━━━━━ Stored records

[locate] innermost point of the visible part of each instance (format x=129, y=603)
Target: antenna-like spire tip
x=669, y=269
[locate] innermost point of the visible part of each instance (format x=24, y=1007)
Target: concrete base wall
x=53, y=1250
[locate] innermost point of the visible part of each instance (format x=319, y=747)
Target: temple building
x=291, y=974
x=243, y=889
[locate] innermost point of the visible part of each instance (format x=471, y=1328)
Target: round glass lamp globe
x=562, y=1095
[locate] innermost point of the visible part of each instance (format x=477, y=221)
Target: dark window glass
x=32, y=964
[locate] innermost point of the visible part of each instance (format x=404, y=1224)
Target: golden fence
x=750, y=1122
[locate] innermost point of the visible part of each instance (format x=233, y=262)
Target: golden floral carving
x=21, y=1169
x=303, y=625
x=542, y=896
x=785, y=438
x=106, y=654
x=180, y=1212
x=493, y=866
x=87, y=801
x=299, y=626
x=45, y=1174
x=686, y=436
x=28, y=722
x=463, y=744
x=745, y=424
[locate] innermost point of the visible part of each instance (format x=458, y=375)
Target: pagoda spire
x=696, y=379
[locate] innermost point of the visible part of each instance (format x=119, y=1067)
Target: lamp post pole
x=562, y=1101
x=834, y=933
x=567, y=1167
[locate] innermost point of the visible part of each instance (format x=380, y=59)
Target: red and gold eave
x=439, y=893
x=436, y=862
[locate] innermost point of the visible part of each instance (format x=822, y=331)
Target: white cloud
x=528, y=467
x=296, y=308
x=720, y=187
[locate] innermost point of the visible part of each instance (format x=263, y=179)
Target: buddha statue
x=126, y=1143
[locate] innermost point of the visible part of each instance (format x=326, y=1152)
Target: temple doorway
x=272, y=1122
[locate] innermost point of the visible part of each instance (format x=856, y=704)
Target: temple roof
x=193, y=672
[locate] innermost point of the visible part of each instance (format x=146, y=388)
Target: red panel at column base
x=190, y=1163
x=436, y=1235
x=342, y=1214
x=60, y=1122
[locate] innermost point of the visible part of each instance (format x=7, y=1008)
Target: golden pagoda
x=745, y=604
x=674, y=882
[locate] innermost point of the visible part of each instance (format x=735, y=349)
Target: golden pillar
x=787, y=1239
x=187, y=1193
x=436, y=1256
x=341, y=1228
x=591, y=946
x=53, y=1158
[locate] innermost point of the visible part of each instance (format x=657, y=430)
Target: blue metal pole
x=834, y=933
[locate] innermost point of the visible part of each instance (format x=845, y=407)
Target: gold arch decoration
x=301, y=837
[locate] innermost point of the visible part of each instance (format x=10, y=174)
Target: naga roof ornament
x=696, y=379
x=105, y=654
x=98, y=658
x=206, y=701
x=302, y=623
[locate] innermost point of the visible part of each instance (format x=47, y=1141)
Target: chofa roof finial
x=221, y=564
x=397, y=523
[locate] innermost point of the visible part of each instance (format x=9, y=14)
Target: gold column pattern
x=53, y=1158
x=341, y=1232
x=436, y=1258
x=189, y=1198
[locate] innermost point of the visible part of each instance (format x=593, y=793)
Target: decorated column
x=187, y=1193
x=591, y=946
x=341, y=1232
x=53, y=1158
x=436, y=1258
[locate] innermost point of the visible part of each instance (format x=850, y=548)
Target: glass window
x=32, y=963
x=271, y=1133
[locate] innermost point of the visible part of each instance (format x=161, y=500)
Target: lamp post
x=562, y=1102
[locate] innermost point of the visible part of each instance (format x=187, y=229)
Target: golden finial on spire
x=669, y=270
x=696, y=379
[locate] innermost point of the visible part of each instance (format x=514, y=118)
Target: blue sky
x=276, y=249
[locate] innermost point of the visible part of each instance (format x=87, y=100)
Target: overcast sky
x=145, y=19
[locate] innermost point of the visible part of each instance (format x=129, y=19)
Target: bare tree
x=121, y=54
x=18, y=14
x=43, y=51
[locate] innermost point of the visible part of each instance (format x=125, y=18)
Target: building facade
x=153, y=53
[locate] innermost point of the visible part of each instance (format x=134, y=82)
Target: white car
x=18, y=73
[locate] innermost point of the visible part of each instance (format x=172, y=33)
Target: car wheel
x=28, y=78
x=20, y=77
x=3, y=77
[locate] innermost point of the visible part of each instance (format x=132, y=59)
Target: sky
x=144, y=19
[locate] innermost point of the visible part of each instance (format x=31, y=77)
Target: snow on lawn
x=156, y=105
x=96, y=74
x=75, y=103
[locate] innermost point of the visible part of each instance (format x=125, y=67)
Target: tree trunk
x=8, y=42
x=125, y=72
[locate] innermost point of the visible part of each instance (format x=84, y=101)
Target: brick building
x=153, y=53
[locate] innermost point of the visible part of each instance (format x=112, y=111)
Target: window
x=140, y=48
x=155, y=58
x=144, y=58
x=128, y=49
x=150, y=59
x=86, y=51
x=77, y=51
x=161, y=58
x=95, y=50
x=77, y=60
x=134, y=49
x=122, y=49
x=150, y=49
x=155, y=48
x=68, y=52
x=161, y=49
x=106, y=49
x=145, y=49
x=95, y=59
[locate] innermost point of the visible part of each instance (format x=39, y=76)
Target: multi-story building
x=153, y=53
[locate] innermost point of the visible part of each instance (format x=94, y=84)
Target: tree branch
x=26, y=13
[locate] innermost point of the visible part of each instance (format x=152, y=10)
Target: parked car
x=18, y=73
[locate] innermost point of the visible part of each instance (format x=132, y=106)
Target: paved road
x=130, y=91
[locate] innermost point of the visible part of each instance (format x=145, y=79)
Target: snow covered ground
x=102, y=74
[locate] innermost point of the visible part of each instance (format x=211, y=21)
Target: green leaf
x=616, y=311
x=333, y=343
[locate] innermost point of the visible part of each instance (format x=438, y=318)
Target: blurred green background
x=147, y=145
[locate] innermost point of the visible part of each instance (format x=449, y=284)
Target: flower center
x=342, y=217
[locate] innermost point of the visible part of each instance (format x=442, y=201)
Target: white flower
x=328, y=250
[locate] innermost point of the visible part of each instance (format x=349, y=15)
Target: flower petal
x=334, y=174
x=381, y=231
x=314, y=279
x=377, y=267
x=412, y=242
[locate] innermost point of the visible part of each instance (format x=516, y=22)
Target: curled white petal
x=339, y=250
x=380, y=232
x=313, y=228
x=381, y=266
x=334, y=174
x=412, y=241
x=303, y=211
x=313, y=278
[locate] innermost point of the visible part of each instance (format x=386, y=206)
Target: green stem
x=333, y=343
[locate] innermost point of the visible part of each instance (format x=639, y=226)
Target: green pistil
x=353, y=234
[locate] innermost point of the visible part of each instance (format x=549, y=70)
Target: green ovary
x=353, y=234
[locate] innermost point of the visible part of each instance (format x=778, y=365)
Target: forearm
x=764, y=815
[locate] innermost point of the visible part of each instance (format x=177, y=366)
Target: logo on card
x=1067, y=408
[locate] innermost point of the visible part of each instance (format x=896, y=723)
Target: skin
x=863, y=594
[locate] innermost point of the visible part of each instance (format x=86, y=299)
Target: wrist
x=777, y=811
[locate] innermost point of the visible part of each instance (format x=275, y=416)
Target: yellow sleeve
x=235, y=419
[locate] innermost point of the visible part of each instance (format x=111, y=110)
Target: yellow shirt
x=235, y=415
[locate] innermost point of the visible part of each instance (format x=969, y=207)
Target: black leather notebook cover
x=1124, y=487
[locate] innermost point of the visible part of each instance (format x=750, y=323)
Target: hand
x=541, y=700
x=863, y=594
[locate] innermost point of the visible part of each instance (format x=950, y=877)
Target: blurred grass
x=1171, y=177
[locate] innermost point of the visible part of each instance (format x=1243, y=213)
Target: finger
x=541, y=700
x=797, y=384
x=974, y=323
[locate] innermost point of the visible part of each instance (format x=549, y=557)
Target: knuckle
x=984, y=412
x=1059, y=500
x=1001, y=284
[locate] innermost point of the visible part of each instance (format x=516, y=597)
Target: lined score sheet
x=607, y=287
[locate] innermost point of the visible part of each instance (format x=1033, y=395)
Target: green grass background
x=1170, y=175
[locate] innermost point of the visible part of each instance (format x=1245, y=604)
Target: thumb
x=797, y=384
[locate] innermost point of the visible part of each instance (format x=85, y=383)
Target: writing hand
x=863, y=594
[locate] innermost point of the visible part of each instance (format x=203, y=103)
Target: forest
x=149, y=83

━━━━━━━━━━

### Task to complete
Rewrite everything in the rows from the line containing "(format x=896, y=723)" down to the line containing "x=1171, y=177" as a Markdown table with the columns "Number" and "Text", leaving out blank lines. Put each line's position in that stretch under "Number" and the line itself under "Text".

### Expected output
| Number | Text |
|---|---|
| 1 | [locate] innermost point of the visible part of each instance (format x=896, y=723) |
| 2 | Target: skin |
| 3 | x=863, y=594 |
| 4 | [locate] innermost point of the visible part of each instance (format x=86, y=299) |
| 5 | Target: wrist |
| 6 | x=777, y=811 |
| 7 | [locate] innermost point of the visible part of each instance (format x=275, y=416) |
| 8 | Target: yellow sleeve |
| 9 | x=235, y=419 |
| 10 | [locate] innermost point of the visible part of each instance (format x=111, y=110) |
| 11 | Target: yellow shirt |
| 12 | x=235, y=415 |
| 13 | [locate] innermost point of the visible part of each instance (format x=969, y=207) |
| 14 | Target: black leather notebook cover |
| 15 | x=1124, y=487 |
| 16 | [locate] innermost point of the visible part of each instance (format x=750, y=323) |
| 17 | Target: hand |
| 18 | x=541, y=700 |
| 19 | x=863, y=594 |
| 20 | [locate] innermost point of the visible part of each instance (format x=950, y=877) |
| 21 | Target: blurred grass |
| 22 | x=1171, y=177 |